WORK INSTRUCTION:
Copy the passage of the article below on eco-friendly organic gas sensors word for word, from "#South Korea #Incheon" to "employing biodegradable polymers.".

#South Korea #Incheon #Incheon National University #eco-friendly technology #Organic Gas Sensors

Introduction

In recent years, the increase in electronic waste has posed significant environmental challenges, particularly in the realm of sensor technologies. Recognizing this issue, researchers at Incheon National University have developed a novel approach to creating eco-friendly gas sensors using organic field-effect transistors (OFETs). These sensors demonstrate a promising blend of high performance and sustainability by employing biodegradable polymers.

The Challenge with Traditional Sensors

Traditionally, gas sensors utilizing organic semiconductors face limitations primarily due to their vulnerability to moisture and oxygen, which leads to performance degradation over time. This inherent instability not only diminishes the sensors' effectiveness but also contributes to electronic waste as they reach the end of their operational lives. The need for portable sensors that can accurately detect harmful air pollutants, like nitrogen dioxide (NO₂), has never been more pressing, particularly due to increasing rates of respiratory diseases linked to air quality.

RECORD EXTRACTS:
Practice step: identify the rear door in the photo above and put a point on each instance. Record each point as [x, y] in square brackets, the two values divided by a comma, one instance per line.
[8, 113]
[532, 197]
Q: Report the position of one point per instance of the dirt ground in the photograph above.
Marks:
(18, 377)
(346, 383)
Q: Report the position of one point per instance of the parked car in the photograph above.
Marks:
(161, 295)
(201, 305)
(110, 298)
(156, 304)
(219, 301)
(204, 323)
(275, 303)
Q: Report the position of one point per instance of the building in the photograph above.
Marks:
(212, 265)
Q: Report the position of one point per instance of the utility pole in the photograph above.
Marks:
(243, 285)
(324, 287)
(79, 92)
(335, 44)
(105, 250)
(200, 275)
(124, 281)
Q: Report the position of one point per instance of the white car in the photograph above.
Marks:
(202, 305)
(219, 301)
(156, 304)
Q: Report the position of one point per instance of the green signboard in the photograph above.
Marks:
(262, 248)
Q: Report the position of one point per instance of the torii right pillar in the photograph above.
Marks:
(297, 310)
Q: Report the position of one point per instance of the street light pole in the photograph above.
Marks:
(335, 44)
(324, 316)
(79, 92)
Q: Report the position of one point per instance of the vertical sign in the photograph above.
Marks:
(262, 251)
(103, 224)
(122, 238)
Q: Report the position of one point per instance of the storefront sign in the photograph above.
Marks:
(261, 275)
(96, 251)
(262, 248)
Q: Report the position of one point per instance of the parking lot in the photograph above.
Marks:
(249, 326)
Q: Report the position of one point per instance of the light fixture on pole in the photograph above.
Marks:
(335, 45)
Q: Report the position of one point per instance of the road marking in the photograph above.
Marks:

RESULT FOR THIS TASK:
#South Korea #Incheon #Incheon National University #eco-friendly technology #Organic Gas Sensors

Introduction

In recent years, the increase in electronic waste has posed significant environmental challenges, particularly in the realm of sensor technologies. Recognizing this issue, researchers at Incheon National University have developed a novel approach to creating eco-friendly gas sensors using organic field-effect transistors (OFETs). These sensors demonstrate a promising blend of high performance and sustainability by employing biodegradable polymers.